## Exercise:
Starting at the line containing "Pick out each instance of the bristly" and continuing to the end of the records below, rewrite those lines as a JSON list of strings, one string per line, leaving out any blank lines.

# # # # #

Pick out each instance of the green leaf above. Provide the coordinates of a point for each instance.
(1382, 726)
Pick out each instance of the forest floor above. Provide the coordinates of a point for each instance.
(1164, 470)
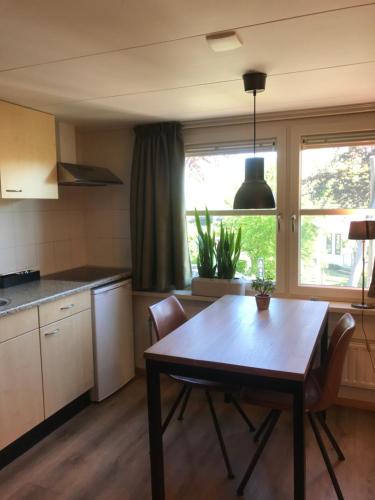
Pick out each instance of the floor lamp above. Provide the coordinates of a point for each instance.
(362, 230)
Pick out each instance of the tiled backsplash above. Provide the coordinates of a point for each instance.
(43, 234)
(107, 208)
(87, 225)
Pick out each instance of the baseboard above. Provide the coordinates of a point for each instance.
(355, 403)
(28, 440)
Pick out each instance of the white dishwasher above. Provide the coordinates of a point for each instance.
(113, 335)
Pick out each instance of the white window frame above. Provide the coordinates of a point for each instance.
(266, 133)
(355, 124)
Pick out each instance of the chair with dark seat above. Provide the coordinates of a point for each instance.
(321, 389)
(166, 316)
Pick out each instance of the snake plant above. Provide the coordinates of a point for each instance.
(206, 248)
(228, 251)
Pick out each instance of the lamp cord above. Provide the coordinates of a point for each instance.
(368, 347)
(254, 126)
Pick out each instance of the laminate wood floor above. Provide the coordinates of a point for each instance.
(102, 454)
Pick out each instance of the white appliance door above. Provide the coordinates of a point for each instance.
(113, 338)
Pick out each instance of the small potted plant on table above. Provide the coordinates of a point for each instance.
(263, 288)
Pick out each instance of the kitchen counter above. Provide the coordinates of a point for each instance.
(55, 286)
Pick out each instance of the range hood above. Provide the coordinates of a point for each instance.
(70, 174)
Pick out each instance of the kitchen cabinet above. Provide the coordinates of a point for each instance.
(21, 389)
(67, 354)
(27, 153)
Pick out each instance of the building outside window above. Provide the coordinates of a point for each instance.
(212, 180)
(333, 185)
(336, 186)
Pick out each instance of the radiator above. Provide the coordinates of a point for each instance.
(358, 371)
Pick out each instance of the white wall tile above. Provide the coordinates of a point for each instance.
(24, 228)
(7, 260)
(7, 238)
(46, 258)
(63, 255)
(26, 257)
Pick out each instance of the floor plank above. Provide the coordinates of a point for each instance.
(102, 454)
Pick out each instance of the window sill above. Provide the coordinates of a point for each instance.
(334, 307)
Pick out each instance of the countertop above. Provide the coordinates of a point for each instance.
(58, 285)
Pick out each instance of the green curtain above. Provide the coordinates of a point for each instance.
(158, 226)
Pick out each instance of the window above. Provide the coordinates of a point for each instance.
(337, 185)
(212, 179)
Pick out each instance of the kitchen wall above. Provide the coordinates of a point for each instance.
(107, 214)
(45, 234)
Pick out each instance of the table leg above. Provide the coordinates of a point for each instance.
(155, 432)
(299, 442)
(324, 343)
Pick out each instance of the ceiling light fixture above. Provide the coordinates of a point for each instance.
(221, 42)
(254, 192)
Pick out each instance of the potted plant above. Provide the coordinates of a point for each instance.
(228, 251)
(263, 288)
(217, 261)
(206, 248)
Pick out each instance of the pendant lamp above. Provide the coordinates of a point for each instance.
(254, 192)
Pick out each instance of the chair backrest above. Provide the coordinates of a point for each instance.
(331, 372)
(166, 316)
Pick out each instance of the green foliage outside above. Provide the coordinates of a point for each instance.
(345, 181)
(228, 251)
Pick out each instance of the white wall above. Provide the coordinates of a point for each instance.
(107, 208)
(45, 234)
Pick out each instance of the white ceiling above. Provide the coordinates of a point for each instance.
(96, 62)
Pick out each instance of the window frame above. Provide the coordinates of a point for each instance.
(266, 133)
(354, 125)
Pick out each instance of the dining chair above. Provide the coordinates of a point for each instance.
(166, 316)
(321, 388)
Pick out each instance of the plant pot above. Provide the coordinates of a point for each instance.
(263, 302)
(215, 287)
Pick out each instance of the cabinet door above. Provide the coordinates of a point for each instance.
(28, 153)
(21, 392)
(67, 360)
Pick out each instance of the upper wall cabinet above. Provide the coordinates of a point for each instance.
(27, 153)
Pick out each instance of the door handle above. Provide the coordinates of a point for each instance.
(279, 219)
(293, 218)
(54, 332)
(64, 308)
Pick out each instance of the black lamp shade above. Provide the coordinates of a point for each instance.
(362, 230)
(254, 192)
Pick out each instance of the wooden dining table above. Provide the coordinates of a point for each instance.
(232, 342)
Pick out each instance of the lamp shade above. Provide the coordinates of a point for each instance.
(254, 191)
(362, 230)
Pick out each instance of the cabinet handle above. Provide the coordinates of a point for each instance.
(52, 333)
(64, 308)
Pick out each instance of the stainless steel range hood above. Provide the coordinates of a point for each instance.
(70, 174)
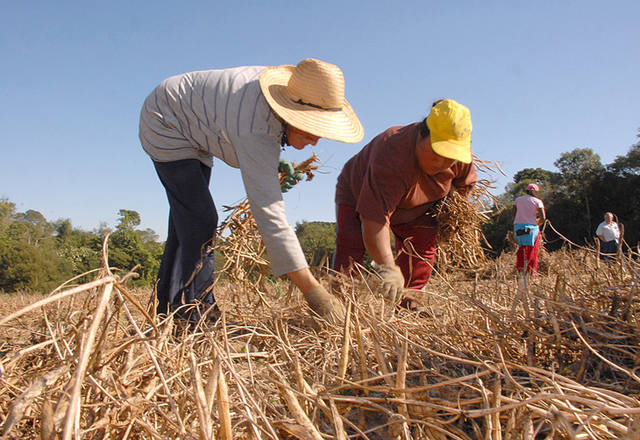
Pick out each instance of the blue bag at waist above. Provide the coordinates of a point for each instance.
(525, 233)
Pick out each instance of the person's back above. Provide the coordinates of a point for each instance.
(527, 208)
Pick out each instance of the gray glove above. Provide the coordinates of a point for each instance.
(325, 305)
(392, 281)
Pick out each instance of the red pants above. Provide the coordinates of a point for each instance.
(530, 254)
(416, 261)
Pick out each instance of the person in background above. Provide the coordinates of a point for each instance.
(392, 184)
(528, 213)
(609, 234)
(242, 116)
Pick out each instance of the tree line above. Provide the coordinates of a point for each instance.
(38, 255)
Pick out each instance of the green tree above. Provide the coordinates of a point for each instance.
(317, 239)
(580, 169)
(129, 247)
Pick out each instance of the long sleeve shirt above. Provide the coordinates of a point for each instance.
(384, 182)
(223, 114)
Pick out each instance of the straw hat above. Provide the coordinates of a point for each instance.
(310, 97)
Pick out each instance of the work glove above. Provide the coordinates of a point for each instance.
(392, 281)
(325, 305)
(291, 178)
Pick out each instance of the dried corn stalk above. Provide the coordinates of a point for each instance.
(460, 220)
(240, 242)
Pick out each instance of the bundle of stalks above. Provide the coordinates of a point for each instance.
(240, 242)
(556, 359)
(460, 219)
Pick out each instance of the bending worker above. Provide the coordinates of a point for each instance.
(392, 184)
(241, 116)
(527, 209)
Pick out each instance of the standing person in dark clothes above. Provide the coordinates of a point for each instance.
(608, 233)
(392, 184)
(241, 116)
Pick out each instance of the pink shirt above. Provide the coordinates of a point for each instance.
(526, 209)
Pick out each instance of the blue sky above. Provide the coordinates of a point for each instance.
(540, 79)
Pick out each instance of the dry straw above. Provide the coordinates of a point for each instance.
(557, 360)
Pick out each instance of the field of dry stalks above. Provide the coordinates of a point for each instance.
(486, 360)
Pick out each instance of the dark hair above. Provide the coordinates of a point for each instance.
(423, 128)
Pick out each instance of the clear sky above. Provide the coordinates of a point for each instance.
(540, 79)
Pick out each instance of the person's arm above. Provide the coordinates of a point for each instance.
(377, 242)
(303, 279)
(540, 213)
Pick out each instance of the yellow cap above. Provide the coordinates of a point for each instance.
(449, 123)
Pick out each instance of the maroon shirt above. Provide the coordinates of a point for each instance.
(385, 184)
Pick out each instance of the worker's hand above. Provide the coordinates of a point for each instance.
(291, 178)
(392, 281)
(325, 305)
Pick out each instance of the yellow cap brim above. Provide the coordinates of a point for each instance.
(459, 150)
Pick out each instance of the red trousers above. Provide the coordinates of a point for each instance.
(530, 254)
(415, 260)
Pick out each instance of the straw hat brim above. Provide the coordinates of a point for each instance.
(339, 125)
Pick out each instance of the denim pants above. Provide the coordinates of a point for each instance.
(187, 268)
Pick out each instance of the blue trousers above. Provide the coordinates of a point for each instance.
(186, 272)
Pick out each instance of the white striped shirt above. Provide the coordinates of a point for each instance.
(223, 113)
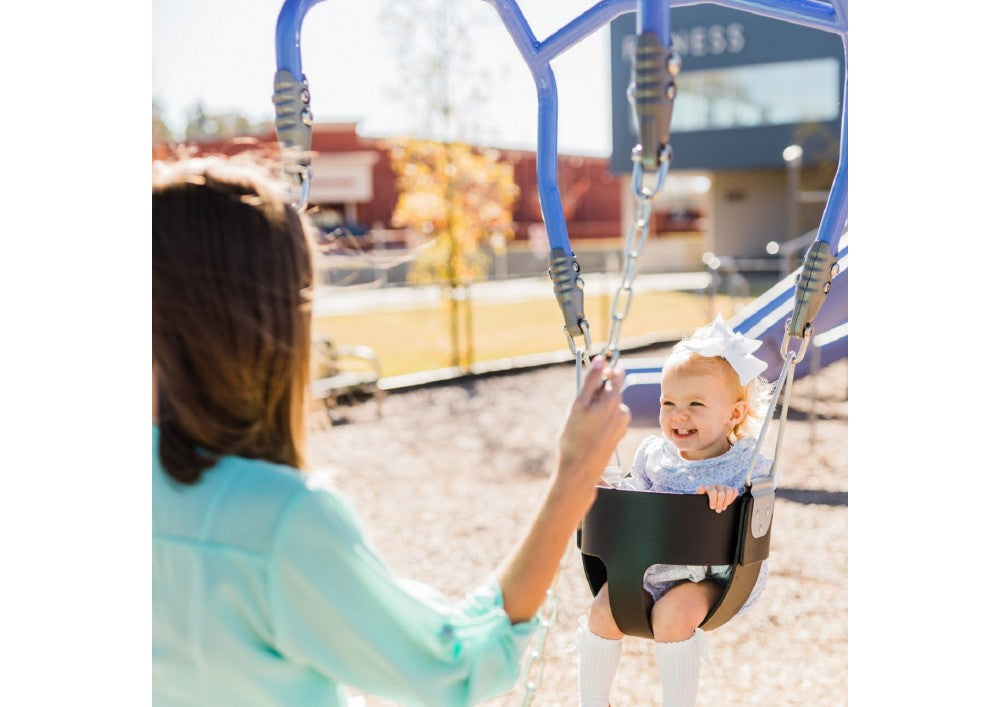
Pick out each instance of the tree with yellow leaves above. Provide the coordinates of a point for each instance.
(457, 196)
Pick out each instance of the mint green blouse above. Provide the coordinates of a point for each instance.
(265, 592)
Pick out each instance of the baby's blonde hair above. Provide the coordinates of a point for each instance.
(756, 393)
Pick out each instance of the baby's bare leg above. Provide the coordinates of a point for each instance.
(675, 618)
(601, 621)
(679, 612)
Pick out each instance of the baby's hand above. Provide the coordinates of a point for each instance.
(719, 496)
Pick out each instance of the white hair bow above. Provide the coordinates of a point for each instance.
(718, 339)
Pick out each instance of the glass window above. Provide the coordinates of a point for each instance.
(758, 95)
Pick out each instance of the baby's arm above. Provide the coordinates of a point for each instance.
(719, 496)
(638, 480)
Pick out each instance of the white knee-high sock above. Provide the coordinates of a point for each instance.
(598, 663)
(679, 663)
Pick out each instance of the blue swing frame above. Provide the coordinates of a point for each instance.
(294, 119)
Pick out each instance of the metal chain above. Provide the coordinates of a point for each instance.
(536, 666)
(633, 249)
(634, 244)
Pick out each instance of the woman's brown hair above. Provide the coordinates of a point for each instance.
(232, 310)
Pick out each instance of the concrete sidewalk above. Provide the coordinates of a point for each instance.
(347, 300)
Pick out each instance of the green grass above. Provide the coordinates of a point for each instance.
(419, 339)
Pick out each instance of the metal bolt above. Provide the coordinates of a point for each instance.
(674, 64)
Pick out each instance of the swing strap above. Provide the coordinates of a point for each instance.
(676, 529)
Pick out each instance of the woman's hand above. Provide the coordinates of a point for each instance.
(719, 496)
(597, 421)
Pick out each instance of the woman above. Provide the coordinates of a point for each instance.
(265, 590)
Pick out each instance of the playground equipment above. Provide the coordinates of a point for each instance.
(688, 532)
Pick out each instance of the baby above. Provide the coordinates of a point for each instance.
(712, 403)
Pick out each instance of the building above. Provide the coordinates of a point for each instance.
(749, 88)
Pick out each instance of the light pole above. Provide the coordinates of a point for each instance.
(793, 160)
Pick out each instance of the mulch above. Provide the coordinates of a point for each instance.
(449, 476)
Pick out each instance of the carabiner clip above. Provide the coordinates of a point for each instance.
(788, 337)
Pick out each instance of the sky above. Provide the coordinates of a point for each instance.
(222, 52)
(74, 300)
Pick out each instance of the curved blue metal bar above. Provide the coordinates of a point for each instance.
(287, 35)
(654, 16)
(538, 56)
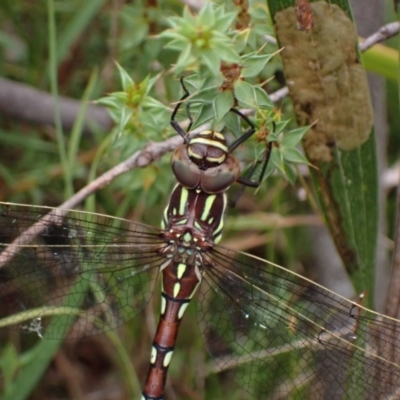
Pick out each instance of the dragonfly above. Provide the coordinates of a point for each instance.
(271, 331)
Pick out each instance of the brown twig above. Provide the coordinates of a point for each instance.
(26, 103)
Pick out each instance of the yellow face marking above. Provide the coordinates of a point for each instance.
(183, 201)
(209, 142)
(217, 238)
(197, 225)
(163, 305)
(153, 355)
(177, 288)
(167, 358)
(181, 270)
(194, 291)
(218, 229)
(207, 206)
(182, 310)
(219, 135)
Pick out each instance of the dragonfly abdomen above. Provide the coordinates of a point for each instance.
(179, 283)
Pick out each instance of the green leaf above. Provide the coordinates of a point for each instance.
(245, 94)
(212, 61)
(293, 155)
(126, 80)
(206, 16)
(262, 99)
(294, 137)
(222, 103)
(254, 65)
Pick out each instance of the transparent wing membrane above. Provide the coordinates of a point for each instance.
(271, 331)
(282, 336)
(109, 265)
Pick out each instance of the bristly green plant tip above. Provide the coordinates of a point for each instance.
(134, 109)
(286, 151)
(204, 39)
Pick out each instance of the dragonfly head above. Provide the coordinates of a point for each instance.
(205, 163)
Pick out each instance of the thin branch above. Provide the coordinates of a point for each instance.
(386, 32)
(26, 103)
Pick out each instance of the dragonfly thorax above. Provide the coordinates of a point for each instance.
(204, 163)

# # # # #

## Exercise output:
[
  "Pick out each instance of the bristly green plant tip above. Provide the coordinates of a point for each instance.",
  "(134, 109)",
  "(286, 151)",
  "(204, 39)",
  "Pick out each instance of the dragonfly head above. Provide the coordinates of a point for each instance.",
  "(205, 163)",
  "Pick out each instance of the thin branch above. Provide the coordinates of a point for each instance.",
  "(386, 32)",
  "(26, 103)",
  "Pick out each instance of the dragonfly thorax above. Provide the coordinates of a point for each instance.",
  "(204, 163)"
]